What to produce:
Return only the lines of the data below from the line with "the sheep's ear" up to and including the line with "of the navy", exactly as written, with the pictures omitted.

——————

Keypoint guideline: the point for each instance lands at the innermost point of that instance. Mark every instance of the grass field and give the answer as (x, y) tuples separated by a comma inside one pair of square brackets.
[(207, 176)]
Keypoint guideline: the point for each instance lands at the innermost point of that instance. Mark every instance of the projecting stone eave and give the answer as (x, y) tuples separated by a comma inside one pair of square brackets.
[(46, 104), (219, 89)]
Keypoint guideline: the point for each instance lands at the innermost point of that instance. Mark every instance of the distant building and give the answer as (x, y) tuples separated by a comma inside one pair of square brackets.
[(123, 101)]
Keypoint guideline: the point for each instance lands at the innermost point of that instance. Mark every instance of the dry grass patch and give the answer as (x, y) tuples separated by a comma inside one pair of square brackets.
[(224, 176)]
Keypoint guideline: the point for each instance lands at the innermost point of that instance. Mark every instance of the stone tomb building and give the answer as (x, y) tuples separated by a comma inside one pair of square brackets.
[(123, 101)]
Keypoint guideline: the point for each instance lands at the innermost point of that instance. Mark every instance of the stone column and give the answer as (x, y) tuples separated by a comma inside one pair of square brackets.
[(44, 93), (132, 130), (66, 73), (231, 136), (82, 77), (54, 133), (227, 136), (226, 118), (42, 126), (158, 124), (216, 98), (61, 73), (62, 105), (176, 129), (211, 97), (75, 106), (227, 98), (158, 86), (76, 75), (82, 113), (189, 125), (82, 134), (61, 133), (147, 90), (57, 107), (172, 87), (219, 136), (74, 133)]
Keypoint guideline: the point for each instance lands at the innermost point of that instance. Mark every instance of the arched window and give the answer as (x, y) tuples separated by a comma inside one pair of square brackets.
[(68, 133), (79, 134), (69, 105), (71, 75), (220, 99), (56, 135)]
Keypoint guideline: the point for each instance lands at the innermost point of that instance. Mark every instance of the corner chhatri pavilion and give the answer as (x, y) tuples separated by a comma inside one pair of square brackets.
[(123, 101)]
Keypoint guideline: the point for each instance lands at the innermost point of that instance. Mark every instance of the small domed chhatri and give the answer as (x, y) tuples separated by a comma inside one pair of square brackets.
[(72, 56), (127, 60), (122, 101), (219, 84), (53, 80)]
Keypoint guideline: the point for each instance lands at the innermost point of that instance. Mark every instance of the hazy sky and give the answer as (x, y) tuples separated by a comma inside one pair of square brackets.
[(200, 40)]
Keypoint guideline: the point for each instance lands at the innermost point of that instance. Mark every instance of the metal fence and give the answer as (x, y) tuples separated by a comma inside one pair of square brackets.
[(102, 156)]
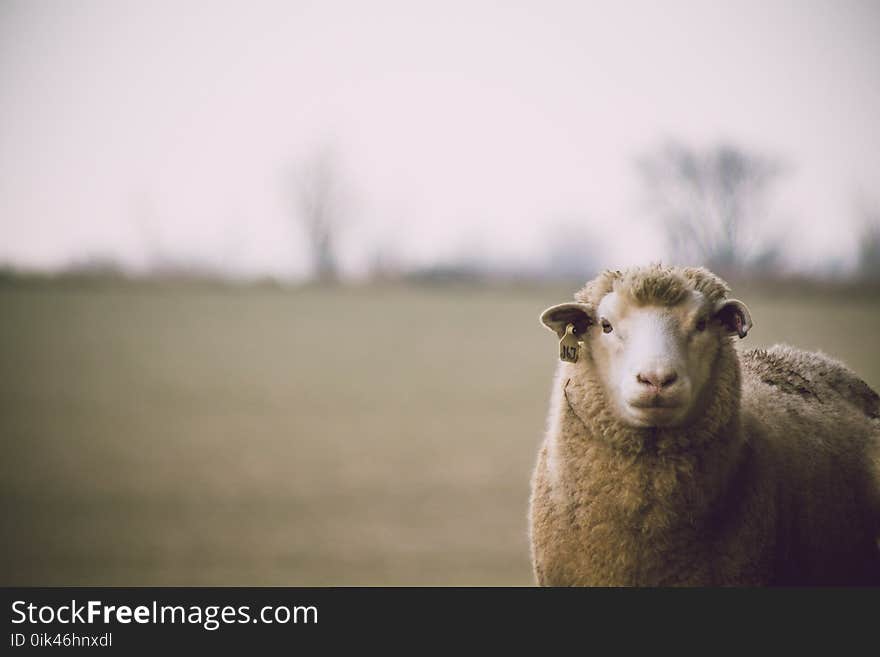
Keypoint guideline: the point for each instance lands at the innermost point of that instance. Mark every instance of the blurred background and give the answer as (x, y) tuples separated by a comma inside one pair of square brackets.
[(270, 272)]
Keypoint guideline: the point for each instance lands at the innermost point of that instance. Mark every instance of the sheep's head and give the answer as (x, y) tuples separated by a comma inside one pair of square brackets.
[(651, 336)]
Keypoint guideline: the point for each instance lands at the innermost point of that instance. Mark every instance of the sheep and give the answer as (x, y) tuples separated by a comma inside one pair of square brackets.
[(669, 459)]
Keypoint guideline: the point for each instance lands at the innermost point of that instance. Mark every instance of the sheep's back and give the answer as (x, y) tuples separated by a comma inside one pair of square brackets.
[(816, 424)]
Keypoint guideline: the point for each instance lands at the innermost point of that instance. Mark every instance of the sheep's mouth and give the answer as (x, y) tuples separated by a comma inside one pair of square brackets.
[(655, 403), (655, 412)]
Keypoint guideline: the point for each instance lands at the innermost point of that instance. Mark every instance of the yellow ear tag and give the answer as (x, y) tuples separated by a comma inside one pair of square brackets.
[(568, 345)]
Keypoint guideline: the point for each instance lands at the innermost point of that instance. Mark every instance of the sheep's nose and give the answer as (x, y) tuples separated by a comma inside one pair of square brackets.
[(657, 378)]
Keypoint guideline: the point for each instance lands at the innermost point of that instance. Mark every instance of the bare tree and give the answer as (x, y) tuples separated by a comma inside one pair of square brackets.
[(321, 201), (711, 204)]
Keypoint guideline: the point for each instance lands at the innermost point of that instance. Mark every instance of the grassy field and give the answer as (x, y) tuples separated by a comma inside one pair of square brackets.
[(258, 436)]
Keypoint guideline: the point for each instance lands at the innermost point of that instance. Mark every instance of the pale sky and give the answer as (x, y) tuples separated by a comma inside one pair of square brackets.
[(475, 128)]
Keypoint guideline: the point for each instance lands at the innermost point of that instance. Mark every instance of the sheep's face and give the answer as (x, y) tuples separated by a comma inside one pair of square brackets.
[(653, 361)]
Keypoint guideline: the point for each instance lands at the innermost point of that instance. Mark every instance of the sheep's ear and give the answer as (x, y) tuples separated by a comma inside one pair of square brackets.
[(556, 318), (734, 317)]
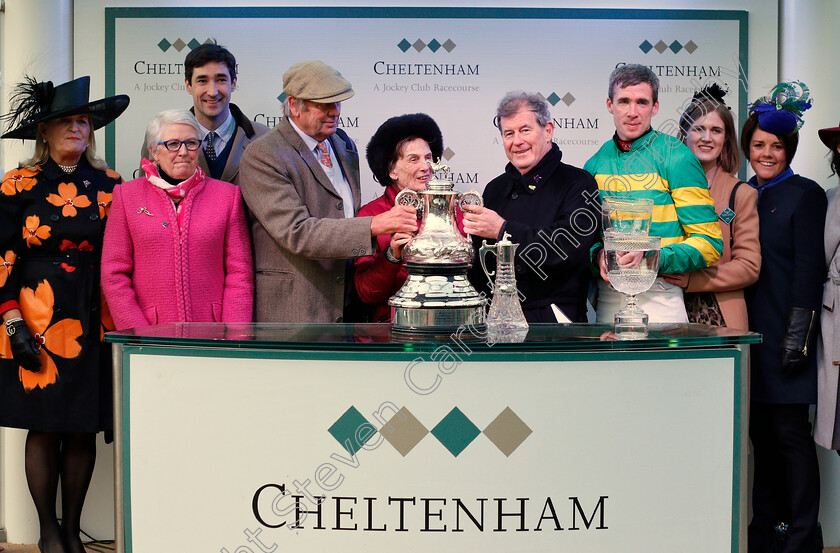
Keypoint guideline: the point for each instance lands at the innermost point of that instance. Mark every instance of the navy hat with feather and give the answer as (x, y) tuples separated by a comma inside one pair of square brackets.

——————

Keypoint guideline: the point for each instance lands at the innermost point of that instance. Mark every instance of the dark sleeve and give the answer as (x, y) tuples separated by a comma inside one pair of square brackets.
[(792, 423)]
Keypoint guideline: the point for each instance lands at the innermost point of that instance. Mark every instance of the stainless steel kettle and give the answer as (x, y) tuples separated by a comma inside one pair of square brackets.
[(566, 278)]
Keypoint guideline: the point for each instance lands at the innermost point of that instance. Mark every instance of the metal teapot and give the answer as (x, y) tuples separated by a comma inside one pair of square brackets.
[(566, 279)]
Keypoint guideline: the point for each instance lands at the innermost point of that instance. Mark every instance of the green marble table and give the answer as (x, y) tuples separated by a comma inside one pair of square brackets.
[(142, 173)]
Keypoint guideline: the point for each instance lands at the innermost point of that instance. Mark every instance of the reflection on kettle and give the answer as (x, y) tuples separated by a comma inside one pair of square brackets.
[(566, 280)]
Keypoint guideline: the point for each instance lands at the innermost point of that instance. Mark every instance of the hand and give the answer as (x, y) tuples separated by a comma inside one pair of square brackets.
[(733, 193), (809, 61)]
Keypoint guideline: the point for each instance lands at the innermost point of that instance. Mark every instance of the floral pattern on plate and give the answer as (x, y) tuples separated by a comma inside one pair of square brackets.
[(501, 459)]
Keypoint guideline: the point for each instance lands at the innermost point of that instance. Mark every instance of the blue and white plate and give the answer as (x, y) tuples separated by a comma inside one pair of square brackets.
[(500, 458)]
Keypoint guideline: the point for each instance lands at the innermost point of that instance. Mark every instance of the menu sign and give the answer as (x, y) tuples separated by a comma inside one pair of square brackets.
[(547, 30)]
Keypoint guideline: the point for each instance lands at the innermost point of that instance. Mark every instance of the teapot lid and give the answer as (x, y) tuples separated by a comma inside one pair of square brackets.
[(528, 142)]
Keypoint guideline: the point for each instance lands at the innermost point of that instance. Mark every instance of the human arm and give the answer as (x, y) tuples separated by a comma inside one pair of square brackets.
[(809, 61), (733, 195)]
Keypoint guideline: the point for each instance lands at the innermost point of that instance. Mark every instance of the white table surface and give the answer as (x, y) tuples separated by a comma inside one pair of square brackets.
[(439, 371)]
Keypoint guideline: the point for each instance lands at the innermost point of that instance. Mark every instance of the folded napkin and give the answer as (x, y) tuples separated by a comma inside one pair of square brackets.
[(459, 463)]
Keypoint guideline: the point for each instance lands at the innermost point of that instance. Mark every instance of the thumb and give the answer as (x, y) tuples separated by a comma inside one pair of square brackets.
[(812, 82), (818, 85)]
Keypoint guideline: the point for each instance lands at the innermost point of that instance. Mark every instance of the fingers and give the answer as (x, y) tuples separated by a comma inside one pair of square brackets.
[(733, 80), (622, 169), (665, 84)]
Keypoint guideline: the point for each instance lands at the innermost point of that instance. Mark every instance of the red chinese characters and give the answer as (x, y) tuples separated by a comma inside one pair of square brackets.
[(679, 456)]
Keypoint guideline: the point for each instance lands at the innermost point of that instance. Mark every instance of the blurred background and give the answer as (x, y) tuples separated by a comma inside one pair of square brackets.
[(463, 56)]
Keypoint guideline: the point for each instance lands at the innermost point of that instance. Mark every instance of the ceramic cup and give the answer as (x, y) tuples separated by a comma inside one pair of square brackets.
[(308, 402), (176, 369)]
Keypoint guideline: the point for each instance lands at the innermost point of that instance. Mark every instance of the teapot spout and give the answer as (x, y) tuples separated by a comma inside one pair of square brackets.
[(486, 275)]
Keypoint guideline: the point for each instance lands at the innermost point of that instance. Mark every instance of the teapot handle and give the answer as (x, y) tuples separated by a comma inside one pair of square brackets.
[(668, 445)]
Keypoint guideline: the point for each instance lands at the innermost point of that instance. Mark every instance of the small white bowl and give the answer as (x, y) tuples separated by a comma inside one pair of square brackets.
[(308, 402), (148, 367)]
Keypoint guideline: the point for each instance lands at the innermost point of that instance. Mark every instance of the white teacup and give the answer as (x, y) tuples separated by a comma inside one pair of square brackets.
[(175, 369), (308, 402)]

——————

Exercise solution:
Keypoint guideline: the point for each instance lands at the innermost point of that instance. Mark every instance of the sheep's ear and give the answer as (x, y) tuples separated by a comma inside one pair of square brackets.
[(556, 318), (734, 317)]
Keypoint guideline: the point for each instance lands at the innermost point of that instance. Mark every instance of the navy hat with feather and give the answer as (x, y) tuples separated by a comma inside one pair of square brackets.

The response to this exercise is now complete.